> Exercise prompt
Can you copy out everything from the start of the rows down to the line containing "208;230;551;368", replacing "dirt trail" with "muddy path" and changing nothing else?

•••

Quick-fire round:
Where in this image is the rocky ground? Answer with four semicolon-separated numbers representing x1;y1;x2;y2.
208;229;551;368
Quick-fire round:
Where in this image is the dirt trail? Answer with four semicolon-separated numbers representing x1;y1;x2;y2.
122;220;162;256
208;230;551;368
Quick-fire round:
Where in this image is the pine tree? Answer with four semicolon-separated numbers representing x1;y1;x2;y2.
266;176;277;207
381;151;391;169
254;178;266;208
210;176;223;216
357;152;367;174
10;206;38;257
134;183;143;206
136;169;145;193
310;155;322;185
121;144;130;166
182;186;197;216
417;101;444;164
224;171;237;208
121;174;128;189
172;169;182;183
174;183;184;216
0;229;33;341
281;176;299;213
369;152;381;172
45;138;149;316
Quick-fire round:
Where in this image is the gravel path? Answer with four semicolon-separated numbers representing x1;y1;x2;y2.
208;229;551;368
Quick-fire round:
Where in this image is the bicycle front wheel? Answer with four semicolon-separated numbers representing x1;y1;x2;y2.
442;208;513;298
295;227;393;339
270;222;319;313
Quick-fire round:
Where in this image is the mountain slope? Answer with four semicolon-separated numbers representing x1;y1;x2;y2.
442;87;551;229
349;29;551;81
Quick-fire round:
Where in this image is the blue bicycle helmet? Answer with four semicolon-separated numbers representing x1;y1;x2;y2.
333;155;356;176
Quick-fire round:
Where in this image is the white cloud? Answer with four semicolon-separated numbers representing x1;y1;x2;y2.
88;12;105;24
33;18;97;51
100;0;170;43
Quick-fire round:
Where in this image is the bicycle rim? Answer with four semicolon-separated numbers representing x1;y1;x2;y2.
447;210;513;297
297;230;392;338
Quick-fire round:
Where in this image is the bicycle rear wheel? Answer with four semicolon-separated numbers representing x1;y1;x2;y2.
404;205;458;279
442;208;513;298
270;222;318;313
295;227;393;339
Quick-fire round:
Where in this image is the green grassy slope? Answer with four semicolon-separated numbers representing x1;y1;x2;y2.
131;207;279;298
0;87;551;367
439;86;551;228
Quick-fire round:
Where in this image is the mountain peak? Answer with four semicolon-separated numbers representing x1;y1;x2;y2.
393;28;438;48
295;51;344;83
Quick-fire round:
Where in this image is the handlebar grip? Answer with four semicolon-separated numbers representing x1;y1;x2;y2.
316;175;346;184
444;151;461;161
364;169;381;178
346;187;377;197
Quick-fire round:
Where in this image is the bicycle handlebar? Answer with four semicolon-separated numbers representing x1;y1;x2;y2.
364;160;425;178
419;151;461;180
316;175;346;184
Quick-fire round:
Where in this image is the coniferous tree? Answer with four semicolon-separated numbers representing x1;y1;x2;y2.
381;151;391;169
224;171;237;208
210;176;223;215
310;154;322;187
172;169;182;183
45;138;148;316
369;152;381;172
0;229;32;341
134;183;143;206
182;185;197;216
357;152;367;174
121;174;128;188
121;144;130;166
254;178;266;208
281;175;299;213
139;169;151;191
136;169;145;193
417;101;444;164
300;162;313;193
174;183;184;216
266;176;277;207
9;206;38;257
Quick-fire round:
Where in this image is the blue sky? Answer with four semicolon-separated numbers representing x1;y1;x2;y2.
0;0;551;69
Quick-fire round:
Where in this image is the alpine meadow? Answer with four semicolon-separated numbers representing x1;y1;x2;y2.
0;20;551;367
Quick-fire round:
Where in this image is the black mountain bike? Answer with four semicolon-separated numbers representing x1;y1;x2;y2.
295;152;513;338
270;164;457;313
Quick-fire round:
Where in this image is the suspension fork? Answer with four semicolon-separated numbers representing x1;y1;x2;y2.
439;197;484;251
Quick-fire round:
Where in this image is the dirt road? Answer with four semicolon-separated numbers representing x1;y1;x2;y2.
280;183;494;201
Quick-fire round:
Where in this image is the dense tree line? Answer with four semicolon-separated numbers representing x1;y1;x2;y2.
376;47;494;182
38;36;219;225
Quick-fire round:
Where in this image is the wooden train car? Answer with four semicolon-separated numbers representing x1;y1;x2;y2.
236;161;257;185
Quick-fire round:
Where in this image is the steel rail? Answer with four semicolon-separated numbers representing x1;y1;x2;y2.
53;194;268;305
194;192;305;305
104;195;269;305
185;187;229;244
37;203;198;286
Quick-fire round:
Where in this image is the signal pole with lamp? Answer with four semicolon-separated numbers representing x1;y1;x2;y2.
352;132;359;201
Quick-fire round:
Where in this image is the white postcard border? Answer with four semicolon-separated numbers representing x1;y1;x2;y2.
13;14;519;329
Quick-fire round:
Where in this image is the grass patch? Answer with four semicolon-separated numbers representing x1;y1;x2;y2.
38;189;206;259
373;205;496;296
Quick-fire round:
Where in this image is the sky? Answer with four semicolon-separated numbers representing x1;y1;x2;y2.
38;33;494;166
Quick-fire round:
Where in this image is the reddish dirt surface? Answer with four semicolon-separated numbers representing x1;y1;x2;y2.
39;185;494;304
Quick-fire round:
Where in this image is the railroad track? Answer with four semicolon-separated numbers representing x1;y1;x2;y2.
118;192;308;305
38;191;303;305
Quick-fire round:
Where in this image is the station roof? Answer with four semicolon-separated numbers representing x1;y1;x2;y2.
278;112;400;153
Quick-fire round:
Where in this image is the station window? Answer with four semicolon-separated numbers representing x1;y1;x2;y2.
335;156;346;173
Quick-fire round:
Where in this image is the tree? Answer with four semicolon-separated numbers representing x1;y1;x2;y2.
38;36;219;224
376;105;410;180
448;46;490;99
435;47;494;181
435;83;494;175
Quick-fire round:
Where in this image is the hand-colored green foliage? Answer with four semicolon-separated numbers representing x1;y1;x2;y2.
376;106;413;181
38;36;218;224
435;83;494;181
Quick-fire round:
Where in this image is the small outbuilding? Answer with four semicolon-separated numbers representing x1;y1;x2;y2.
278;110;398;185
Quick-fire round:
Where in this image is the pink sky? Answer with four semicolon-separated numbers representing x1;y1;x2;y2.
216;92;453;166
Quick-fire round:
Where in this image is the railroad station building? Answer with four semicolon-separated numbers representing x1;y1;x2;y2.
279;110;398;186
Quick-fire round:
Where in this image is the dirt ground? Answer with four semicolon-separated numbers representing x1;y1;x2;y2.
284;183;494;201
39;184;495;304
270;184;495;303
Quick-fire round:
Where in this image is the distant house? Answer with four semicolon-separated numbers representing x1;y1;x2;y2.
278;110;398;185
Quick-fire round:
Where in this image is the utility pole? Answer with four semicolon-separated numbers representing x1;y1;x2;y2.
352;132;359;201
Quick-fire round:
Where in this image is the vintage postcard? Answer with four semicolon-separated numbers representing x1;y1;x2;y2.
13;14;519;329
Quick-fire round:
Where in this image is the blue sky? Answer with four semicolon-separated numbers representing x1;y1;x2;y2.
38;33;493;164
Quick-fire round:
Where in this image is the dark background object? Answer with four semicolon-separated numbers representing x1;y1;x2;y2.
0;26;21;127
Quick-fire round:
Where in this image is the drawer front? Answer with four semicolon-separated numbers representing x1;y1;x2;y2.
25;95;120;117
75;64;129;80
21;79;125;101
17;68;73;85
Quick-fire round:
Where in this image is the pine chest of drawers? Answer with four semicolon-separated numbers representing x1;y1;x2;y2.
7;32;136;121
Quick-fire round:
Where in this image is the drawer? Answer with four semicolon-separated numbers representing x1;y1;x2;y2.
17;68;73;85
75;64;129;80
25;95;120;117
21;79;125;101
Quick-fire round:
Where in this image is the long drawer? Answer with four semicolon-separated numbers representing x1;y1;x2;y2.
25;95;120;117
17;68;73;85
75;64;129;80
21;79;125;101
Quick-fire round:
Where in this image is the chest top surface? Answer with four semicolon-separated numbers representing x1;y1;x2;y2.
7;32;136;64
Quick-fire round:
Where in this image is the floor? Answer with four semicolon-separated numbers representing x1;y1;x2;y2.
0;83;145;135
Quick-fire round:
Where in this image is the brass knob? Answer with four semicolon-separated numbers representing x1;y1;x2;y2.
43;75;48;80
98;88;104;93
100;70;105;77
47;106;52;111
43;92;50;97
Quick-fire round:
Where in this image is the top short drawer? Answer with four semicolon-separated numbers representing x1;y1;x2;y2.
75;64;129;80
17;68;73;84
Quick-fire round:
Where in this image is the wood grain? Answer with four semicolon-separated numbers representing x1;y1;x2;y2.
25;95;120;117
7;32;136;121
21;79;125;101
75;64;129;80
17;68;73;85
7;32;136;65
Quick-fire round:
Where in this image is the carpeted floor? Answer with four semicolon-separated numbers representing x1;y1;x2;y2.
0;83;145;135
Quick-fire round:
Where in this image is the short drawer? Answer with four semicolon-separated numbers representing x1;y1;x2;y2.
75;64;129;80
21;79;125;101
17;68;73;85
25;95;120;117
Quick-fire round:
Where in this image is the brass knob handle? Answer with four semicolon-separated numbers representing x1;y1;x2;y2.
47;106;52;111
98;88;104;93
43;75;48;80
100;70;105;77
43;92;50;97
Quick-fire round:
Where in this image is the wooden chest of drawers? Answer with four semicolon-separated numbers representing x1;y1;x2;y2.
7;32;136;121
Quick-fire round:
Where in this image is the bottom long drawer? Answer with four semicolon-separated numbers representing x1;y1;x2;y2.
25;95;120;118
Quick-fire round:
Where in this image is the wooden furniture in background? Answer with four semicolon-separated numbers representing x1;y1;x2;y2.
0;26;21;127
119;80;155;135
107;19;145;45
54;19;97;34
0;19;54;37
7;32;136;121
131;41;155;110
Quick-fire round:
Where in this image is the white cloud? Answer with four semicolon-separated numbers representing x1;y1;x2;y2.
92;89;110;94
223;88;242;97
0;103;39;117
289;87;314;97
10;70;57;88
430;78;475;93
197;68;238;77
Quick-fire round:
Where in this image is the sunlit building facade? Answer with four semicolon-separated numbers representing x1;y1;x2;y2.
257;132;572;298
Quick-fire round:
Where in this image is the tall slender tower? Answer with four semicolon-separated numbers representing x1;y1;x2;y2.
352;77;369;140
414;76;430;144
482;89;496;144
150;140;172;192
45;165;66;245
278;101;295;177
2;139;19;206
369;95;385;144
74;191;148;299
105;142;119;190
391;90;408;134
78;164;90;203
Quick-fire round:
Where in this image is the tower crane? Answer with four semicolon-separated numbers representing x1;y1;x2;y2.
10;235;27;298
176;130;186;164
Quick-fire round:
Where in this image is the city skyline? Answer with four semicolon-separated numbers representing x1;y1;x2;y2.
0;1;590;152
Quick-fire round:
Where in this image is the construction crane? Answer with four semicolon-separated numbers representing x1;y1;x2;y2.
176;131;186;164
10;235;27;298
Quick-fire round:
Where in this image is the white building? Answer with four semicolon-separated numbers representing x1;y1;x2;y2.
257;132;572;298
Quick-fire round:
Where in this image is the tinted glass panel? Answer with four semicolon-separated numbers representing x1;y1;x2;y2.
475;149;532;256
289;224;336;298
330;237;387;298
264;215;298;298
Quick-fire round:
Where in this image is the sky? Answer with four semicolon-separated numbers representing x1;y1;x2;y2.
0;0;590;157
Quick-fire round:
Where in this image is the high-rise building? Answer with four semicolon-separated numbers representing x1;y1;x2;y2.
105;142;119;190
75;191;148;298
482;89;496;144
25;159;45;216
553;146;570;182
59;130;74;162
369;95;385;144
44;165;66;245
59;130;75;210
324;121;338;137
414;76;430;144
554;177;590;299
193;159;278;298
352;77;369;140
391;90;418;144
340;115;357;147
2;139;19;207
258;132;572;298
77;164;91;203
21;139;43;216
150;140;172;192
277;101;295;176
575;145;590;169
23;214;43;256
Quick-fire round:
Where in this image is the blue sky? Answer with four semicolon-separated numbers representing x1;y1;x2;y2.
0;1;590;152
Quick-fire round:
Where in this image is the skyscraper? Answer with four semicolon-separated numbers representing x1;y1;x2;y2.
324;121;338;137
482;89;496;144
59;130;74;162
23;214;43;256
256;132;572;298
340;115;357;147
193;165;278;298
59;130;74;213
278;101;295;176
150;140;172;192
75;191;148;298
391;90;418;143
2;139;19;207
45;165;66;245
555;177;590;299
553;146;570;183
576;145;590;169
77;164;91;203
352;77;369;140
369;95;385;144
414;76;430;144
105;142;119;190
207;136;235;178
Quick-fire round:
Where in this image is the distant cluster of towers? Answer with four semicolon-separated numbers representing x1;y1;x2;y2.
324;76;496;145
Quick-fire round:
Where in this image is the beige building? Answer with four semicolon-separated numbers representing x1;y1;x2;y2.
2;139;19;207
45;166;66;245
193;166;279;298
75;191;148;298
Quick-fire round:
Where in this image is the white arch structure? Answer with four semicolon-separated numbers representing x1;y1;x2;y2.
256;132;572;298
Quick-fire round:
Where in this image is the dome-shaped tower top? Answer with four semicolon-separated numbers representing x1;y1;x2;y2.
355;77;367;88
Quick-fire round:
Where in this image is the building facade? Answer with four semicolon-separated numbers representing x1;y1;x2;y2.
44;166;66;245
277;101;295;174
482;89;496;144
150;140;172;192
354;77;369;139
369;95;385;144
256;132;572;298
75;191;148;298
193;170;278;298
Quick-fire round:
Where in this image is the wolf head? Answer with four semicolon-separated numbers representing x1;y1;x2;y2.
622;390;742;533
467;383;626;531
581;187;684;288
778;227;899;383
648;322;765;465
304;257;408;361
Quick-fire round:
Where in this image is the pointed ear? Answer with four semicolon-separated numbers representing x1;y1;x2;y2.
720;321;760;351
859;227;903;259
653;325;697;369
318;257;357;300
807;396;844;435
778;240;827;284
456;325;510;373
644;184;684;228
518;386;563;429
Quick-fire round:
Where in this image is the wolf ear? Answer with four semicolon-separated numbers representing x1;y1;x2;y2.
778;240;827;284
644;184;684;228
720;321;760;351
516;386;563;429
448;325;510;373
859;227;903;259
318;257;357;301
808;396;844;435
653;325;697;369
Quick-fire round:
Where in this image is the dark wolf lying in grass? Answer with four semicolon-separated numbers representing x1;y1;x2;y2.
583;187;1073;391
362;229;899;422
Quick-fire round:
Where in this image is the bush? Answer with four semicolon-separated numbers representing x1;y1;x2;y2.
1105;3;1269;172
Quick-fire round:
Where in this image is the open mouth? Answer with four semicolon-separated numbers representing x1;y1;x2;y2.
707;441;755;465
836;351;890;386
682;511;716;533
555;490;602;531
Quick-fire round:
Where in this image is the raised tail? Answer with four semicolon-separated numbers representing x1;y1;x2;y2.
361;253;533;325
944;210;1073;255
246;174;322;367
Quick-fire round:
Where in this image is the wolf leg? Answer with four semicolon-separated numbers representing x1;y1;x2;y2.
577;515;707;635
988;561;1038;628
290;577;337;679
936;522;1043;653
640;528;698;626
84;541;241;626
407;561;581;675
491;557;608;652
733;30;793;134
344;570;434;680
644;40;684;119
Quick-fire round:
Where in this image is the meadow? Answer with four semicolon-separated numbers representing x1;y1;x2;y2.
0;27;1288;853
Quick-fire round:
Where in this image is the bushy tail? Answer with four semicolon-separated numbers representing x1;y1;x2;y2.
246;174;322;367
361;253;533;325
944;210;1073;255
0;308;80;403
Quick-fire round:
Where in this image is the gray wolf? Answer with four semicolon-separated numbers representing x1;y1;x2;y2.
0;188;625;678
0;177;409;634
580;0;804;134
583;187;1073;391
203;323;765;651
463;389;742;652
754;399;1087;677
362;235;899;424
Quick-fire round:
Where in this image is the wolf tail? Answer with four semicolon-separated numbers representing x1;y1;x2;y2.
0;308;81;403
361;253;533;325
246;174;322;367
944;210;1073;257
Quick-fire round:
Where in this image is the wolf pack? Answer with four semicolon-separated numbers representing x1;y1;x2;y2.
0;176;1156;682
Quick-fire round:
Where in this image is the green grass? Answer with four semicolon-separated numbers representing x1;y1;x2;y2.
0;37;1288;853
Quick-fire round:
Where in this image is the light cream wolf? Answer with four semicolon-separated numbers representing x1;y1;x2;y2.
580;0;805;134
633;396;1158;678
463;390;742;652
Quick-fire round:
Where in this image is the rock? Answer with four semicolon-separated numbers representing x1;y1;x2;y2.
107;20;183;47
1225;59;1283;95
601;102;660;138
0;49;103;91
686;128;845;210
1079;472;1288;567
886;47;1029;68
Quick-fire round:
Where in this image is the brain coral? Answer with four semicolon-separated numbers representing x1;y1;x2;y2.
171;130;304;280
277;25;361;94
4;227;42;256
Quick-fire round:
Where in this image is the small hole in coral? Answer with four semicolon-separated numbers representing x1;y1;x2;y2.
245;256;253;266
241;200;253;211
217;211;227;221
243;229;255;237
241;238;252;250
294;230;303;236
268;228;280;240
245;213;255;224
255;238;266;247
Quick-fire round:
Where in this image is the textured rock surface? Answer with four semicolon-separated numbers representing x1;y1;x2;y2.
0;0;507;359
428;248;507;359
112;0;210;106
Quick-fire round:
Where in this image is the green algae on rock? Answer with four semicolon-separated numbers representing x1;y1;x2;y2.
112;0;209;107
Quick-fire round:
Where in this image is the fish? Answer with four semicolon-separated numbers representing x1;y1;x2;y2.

•••

> Final result
Quick-fire round:
Where in this image is the rocky ground? Answer with four semicolon-separated numbers representing x1;y1;x2;y2.
208;229;551;368
Quick-fire round:
Where in this image is the muddy path? Answer with four semicolon-separated numbers representing x1;y1;x2;y2.
122;220;162;256
208;230;551;368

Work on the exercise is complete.